__The problem__.
Would you reproduce all of the entries exactly?

BEGIN Provided data

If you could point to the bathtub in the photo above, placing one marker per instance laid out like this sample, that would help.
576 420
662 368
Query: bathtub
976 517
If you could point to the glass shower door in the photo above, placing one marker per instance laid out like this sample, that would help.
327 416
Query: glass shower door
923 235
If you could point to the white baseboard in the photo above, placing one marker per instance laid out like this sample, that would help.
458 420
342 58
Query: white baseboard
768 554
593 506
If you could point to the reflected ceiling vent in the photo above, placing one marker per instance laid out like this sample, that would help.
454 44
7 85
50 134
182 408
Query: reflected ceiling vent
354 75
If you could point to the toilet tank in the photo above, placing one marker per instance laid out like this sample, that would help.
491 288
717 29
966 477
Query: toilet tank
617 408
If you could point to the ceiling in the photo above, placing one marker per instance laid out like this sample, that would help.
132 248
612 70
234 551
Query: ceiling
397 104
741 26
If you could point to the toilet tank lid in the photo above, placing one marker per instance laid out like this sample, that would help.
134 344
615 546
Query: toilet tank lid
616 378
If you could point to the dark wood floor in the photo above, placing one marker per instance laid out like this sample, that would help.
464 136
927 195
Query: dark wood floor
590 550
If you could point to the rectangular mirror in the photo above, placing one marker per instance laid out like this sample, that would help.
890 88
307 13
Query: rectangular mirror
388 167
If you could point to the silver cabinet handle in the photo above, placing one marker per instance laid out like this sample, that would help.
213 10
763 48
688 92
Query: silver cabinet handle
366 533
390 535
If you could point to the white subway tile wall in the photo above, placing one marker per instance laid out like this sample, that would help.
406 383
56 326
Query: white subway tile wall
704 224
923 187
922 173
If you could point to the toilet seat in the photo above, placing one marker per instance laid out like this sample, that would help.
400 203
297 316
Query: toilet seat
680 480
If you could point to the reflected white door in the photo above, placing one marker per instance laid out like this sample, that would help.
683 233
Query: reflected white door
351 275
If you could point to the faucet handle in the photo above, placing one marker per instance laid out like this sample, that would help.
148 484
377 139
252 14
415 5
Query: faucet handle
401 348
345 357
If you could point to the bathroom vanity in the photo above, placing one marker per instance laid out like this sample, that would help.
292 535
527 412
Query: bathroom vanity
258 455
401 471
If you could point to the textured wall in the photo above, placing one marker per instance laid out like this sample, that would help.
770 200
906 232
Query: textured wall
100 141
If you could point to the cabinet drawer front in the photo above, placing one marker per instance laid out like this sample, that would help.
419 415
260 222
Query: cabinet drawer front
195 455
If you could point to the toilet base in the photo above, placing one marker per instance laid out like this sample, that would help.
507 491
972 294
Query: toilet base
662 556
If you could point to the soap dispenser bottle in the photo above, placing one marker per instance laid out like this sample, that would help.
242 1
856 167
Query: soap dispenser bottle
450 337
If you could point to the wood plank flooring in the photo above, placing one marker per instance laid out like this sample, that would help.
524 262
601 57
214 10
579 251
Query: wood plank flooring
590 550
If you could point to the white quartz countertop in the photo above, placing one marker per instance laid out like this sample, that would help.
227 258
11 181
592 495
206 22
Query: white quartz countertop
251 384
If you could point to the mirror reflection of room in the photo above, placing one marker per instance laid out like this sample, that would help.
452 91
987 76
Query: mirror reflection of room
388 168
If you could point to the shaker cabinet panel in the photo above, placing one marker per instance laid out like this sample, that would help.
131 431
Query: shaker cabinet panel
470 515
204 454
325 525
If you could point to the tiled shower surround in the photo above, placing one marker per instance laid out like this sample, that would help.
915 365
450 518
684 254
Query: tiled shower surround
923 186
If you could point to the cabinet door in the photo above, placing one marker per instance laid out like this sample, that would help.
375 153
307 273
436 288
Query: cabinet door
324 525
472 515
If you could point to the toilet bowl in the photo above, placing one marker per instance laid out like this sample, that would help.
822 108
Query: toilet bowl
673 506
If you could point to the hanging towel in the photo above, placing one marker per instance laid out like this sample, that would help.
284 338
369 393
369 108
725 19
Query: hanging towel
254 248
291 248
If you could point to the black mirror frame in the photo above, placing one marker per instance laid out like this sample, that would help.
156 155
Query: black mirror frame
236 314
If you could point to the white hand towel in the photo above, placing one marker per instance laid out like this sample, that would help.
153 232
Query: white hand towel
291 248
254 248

END Provided data

__Task result__.
If you could point to the bathtub in the photo above, placing one marker per instance laid out like this sample, that would help.
576 420
662 368
Query: bathtub
976 517
If you could point to the glass shower door in the photo above, placing one marker per instance laid out like this sample, that would help.
327 416
Query: glass shower door
923 235
If you could point to the white baseboard in the photo above, placing one marker per instance laid out like this sample, that would help.
458 420
342 58
Query: white baseboard
768 554
593 506
If you could point to the reflected ceiling vent in the photo above, placing one marker per instance laid out like this sample, that would help.
454 44
7 85
50 134
182 408
Query: reflected ceiling vent
354 75
If you could point to the toilet tank in the photo above, placing one marker per instance laid out like this sample, that would help.
491 288
717 29
966 477
Query: toilet tank
617 408
If you could point to the ceiling in the photo above, placing one marker per instance laid out like this sample, that would help.
132 248
612 70
234 551
Query: ceiling
397 104
741 26
If you could point to the toilet tank lid in the photo above, placing one marker per instance laid out like this sample, that would help.
134 344
615 546
Query: toilet tank lid
616 378
If you could point to the dark wood floor in the photo above, placing one marker per instance laid out like this sample, that would help.
464 136
927 195
Query: dark wood floor
590 550
If you could point to the rectangular mirror in the photo above, placing one marker per instance laid out like this sample, that would help.
890 88
307 13
Query: rectangular mirror
388 167
If you could point to the silver cabinet handle in the photo above, placing one marker per instance laid out like this sample, that would help.
213 10
763 48
688 92
Query: silver cabinet handle
366 533
390 535
If you could point to the white subway tile wall in the photo above, placing one marker per instance laid out like this sample, that would help.
406 383
56 326
Query: white subway tile wall
704 224
923 187
922 173
If you could point to the toilet seat in the photo above, placing one marker per instance laid out like this sample, that would help.
400 203
297 316
Query: toilet seat
680 480
If you could point to the reflected white door in the photo above, placing one marker per instance laid out like this sample, that would help.
683 233
Query: reflected white door
351 275
If you could point to the faucet handle in the photo above, placing one marker per instance laid out like this sample, that would help.
148 484
377 139
252 14
415 5
Query: faucet handle
401 348
345 357
If you could point to the bathroom vanity in the photo above, placing one marker per instance laid out like this sample, that would help.
292 535
527 412
Query: bathroom vanity
258 455
401 471
If you could point to the textured wall in the photo above, placing one marker per instance laid out like this sample, that would help.
770 200
906 232
Query: textured wall
100 141
If you could point to the cabinet drawer front in the photo above, placing one marker per instance laid out like this sample, that would help.
419 415
260 222
Query: cabinet drawer front
195 455
If you could point to the toilet base in the photo above, placing one marker per instance laid out like this sample, that would help.
507 491
972 294
Query: toilet base
662 556
If you could point to the soap dispenser bottle in the photo above, placing one marker per instance laid out like this sample, that would help.
242 1
856 167
Query: soap dispenser bottle
450 337
If you could point to the wood plank flooring in the photo above, placing one marker per instance laid out like this sample, that would help.
524 262
601 57
214 10
579 251
Query: wood plank flooring
590 550
If you could point to the white quartz countertop in the photo above, placing one marker per instance laid out like this sample, that would help.
227 258
11 181
592 495
206 22
Query: white quartz countertop
251 384
If you could point to the mirror reflection of room in the photo above, placing one marker per instance laid out like this sample, that would help.
452 91
987 76
Query: mirror reflection of room
388 168
If you could point to the shaker cabinet panel in the photo above, placing one marker per instance laid out like this sample, that would help.
131 431
Query: shaker cabinet panel
470 515
204 454
325 525
If you could point to the tiled shower surround in the photo above, placing one marker per instance laid out like this sample, that would help.
915 365
450 518
684 254
Query: tiled shower surround
923 186
If you could point to the cabinet door in the photo above, placing one marker per instance laid out like this sample, that would help.
375 153
307 273
436 288
Query: cabinet door
324 525
472 515
If you could point to the toilet bowl in the photo above, placing one marker per instance laid out like this sample, that would help.
822 108
Query: toilet bowl
673 506
If you could point to the hanging towel in the photo above, placing one marker per instance laid out like this sample, that would help.
284 338
369 393
369 108
725 19
Query: hanging towel
254 248
291 248
If you could point to the black mirror frame in the photo above, placing one marker per instance laid out like this sample, that would help.
156 155
Query: black mirror frame
236 314
If you could point to the white hand towel in the photo above, placing one marker per instance laid out like this sample, that would help.
153 232
Query: white hand towel
291 248
254 248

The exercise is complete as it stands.